Given instruction: Please copy word for word the lines of the items below, from the very first line through the line that contains "[[69,106],[69,111],[70,110],[70,108],[70,108],[70,106]]", both ends included.
-- Start --
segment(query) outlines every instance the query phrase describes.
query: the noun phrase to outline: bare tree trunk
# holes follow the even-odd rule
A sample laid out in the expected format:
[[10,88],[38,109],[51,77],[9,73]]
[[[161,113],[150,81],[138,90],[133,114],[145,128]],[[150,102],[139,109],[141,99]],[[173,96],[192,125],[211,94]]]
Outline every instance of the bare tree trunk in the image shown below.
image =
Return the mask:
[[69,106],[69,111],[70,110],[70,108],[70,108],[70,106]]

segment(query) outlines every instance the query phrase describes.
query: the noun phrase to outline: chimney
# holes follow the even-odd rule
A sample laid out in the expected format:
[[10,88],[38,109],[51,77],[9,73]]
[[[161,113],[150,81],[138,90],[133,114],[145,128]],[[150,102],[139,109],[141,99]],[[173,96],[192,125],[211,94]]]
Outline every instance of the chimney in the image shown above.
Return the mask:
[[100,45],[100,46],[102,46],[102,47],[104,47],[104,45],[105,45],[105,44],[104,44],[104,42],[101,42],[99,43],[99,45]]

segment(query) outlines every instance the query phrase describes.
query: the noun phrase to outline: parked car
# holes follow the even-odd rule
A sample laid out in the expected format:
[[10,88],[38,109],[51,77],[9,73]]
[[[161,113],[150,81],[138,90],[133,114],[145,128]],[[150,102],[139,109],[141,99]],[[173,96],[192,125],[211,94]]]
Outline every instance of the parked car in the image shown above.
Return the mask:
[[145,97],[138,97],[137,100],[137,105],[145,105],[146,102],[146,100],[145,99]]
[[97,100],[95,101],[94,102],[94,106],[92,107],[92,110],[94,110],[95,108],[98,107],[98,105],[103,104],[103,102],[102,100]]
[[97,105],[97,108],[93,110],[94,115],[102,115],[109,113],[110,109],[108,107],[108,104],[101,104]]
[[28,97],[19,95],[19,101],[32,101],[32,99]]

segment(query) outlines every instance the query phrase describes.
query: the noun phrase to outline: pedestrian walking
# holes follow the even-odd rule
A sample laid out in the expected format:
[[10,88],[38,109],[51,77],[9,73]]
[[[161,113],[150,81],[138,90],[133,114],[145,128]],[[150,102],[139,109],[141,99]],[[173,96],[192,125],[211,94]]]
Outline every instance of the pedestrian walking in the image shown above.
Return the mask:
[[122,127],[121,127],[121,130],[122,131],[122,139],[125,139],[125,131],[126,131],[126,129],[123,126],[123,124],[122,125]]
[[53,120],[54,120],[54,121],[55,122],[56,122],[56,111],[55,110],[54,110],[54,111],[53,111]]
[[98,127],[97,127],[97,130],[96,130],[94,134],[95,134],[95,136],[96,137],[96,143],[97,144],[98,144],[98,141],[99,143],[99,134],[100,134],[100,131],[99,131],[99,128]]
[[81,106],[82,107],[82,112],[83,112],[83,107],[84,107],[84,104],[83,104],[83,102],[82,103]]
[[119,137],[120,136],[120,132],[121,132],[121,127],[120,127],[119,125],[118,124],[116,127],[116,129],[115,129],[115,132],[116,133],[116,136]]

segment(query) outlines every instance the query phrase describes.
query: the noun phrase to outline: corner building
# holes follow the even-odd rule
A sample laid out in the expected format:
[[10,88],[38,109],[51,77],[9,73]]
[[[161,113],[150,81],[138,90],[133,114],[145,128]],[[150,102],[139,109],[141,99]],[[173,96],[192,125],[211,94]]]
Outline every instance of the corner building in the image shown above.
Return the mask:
-- End --
Reply:
segment(query) outlines every instance the query phrase describes.
query: the noun phrase to outline: bare tree trunk
# holes follow the even-odd rule
A sample laid out in the expected format:
[[10,88],[38,109],[51,77],[9,73]]
[[[161,113],[150,81],[138,90],[133,114],[145,128]],[[150,102],[139,109],[141,99]],[[173,96],[192,125],[211,94]]]
Outline every instance of the bare tree trunk in the image shown below.
image =
Return the mask:
[[69,106],[69,111],[70,110],[70,108],[70,108],[70,106]]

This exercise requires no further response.